** Passage to read follows **
Senator
- In office 26 June 1989 – 1 November 1989
- Constituency: Nominated by the Taoiseach

Personal details
- Political party: Fianna Fáil
- Spouse: Pauline Dawson
- Children: 2

= Michael Dawson (businessman) =

Irish entrepreneur and politician

Michael Dawson is a businessman and former politician from County Dublin in Ireland. He is the founder and CEO of Gift Voucher Shop.

== Career ==
Dawson served briefly as a senator in 1989, when he was nominated by the Taoiseach to the 18th Seanad to fill a vacancy after the 1989 general election.

In 2002, he founded he Gift Voucher Shop (GVS), an international company that created the Multi-Retailer Gift Card.
** End of Passage to read **
** Data to examine follows **
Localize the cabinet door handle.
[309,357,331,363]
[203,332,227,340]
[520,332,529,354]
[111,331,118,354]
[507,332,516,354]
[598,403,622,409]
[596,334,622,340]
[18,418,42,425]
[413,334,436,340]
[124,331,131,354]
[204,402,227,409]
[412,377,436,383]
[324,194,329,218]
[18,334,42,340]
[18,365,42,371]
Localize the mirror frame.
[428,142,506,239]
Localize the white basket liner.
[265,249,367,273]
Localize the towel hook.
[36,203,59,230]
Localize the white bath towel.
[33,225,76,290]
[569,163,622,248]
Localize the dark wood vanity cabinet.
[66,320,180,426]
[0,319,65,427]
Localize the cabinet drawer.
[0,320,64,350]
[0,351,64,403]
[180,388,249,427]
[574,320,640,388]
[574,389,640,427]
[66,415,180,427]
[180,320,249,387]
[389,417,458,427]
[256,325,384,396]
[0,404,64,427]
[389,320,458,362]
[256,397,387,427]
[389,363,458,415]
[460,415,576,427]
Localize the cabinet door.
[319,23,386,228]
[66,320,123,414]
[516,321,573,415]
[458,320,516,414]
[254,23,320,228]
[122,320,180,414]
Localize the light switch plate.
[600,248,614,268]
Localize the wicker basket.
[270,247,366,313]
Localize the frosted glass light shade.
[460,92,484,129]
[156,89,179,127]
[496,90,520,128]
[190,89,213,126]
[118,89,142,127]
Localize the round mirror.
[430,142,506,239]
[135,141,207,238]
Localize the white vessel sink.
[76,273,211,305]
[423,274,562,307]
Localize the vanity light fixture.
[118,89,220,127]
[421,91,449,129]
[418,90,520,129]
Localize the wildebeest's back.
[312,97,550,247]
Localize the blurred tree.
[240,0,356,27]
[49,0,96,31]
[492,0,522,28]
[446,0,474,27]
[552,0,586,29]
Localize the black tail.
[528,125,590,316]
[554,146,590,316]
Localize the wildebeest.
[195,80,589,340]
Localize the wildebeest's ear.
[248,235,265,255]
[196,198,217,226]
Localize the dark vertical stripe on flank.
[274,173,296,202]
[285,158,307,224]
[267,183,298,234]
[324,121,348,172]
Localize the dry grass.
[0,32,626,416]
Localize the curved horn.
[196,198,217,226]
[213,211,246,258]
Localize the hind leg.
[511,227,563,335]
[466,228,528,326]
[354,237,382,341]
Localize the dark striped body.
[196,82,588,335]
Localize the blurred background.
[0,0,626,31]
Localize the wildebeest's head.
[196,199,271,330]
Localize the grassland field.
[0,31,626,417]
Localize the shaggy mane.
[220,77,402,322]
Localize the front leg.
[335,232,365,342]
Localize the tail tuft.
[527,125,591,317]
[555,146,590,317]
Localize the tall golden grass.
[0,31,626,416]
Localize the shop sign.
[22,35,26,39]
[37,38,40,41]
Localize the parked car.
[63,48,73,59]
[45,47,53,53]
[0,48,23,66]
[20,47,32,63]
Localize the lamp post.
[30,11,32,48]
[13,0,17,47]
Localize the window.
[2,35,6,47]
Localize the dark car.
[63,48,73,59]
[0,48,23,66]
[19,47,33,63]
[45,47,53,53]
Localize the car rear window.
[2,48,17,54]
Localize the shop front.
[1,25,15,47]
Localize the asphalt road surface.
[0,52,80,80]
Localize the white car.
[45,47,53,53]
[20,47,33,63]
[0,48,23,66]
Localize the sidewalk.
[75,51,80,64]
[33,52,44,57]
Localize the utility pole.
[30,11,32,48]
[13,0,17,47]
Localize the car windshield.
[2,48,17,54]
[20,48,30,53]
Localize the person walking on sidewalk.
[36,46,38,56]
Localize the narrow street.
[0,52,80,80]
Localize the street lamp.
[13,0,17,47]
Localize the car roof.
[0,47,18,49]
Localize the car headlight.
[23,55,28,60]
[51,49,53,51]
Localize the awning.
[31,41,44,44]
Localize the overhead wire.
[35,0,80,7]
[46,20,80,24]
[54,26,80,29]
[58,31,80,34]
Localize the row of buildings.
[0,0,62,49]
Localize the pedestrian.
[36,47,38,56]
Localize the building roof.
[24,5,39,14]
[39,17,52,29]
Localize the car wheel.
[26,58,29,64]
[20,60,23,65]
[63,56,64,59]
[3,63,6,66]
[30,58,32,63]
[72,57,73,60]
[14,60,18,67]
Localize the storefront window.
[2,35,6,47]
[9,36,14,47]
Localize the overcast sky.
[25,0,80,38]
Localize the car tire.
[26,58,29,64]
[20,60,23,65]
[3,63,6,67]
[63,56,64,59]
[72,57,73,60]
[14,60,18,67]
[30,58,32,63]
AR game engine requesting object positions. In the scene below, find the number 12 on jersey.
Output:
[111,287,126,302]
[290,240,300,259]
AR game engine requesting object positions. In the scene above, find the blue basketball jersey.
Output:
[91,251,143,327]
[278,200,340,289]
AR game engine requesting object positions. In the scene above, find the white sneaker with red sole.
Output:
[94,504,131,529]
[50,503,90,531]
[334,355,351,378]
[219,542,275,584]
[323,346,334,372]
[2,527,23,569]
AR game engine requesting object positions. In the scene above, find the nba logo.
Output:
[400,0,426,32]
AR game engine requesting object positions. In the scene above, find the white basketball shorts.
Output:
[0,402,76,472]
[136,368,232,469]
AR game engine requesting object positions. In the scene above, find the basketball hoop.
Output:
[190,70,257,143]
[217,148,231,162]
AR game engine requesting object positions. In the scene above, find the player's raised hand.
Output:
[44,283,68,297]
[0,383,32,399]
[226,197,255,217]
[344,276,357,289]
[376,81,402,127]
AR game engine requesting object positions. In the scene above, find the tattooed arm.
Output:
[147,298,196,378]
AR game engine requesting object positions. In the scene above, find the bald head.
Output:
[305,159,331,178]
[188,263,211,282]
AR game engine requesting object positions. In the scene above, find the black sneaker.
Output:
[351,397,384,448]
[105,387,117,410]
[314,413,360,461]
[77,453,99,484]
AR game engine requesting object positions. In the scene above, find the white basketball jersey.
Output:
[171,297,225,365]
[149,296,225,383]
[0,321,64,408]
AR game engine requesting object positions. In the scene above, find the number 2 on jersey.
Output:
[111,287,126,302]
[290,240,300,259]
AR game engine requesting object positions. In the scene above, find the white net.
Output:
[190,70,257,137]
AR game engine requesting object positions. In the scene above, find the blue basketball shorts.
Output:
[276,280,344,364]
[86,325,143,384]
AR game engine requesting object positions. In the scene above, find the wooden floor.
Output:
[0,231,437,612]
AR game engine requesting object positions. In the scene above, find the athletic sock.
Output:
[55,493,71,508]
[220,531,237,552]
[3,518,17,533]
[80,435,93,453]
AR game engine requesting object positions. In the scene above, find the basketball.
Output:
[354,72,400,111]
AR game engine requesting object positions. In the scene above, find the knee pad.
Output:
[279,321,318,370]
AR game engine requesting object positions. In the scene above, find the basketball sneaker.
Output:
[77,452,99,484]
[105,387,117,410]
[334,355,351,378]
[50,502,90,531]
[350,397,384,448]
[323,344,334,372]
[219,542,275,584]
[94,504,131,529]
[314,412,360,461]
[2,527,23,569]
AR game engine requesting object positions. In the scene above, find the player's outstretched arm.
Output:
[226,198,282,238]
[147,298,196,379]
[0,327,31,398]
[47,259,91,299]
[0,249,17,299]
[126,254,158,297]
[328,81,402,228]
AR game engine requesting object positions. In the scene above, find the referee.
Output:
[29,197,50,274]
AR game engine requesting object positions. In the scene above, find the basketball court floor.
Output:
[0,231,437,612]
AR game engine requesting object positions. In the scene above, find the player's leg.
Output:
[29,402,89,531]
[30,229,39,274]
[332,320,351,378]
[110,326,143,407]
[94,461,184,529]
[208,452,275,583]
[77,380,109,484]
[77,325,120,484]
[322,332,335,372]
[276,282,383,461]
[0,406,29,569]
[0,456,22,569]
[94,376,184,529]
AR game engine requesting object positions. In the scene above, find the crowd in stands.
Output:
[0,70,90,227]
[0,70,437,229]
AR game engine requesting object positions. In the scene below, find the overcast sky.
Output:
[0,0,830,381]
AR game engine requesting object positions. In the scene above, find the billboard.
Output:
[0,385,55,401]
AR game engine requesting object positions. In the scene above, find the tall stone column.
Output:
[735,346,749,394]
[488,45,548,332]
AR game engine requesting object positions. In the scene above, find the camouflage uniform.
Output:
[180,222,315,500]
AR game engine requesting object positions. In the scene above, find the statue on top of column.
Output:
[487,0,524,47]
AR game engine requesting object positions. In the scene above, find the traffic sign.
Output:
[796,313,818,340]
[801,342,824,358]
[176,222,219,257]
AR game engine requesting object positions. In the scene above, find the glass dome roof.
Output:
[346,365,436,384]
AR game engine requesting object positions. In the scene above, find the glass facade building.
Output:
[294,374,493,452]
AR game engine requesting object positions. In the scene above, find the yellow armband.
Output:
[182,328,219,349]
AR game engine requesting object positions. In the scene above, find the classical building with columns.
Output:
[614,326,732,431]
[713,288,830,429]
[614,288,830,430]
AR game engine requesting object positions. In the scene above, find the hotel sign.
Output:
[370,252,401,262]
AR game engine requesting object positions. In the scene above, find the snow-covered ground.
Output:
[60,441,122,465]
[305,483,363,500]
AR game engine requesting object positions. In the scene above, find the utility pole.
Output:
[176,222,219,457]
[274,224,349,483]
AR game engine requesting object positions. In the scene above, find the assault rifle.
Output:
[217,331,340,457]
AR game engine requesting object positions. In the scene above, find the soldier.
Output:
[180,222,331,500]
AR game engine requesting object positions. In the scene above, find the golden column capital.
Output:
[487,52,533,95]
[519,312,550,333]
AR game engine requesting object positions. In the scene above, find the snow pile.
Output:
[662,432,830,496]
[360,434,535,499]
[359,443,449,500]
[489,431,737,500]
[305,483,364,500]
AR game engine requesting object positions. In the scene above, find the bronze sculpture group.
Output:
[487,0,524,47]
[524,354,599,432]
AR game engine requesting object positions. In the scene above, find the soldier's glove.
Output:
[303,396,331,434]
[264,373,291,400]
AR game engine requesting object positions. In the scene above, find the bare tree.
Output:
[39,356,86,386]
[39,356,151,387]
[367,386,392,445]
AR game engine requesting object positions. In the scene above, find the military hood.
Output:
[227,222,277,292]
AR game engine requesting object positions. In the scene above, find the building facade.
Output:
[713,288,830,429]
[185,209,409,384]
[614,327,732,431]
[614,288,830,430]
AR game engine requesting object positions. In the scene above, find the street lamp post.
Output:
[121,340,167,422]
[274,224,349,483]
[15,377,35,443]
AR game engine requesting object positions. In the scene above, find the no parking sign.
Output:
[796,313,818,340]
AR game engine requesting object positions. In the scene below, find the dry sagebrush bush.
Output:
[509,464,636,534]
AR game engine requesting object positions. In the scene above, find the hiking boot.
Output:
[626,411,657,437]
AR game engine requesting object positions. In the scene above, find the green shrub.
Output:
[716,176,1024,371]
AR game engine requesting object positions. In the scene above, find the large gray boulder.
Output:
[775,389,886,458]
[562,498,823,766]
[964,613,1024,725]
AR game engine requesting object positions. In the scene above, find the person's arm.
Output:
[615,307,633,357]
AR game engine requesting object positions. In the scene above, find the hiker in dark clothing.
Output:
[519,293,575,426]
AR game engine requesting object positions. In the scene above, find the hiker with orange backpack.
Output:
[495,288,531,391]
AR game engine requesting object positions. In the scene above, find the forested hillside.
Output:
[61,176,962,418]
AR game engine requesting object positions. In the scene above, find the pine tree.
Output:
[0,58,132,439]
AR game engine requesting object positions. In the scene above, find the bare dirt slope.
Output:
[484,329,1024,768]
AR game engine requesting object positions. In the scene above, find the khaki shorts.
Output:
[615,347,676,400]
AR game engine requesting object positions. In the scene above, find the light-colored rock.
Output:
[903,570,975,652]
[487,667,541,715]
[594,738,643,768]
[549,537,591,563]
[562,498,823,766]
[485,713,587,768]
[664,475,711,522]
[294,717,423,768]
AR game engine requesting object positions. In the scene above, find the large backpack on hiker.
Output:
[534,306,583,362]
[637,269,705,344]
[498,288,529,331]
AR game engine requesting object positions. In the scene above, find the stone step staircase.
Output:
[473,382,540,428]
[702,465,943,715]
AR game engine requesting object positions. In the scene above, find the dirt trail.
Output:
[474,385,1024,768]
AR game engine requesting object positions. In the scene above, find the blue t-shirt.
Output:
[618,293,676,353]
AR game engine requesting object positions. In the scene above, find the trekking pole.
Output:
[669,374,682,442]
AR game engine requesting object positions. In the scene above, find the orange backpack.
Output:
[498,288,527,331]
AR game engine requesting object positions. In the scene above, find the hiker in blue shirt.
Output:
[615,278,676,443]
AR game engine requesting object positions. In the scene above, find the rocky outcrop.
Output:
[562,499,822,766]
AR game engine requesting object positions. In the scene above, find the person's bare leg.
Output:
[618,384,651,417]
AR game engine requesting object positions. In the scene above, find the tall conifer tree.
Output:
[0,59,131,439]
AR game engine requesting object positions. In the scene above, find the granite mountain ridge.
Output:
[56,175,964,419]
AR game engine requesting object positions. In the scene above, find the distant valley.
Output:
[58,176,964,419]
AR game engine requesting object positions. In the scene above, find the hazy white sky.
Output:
** End of Data to examine **
### Tasks to carry out:
• a. Using the biography of Michael Dawson, answer these:
(i) Which political party did he belong to?
(ii) To which Seanad was he nominated by the Taoiseach?
(iii) What is his spouse's name?
• b. Carry on the biography of Michael Dawson from the point where it ends.

### Written answers:
• a.
(i) Fianna Fáil
(ii) The 18th Seanad
(iii) Pauline Dawson

• b.
Dawson was one of finalists in the 2007 Ernst & Young Entrepreneur of the Year programme. In 2010, he was named "Fingal Business Person of the Year" at the Business Excellence Awards 2010.

In November 2018, Dawson sold his share of the Gift Voucher Shop to Fintech Blackhawk Network when the company purchased the One4all gift voucher business.

== Personal life ==
He lives in Malahide, County Dublin. Dawson was married to Pauline and together they had three sons. Pauline died in 2014 from cancer.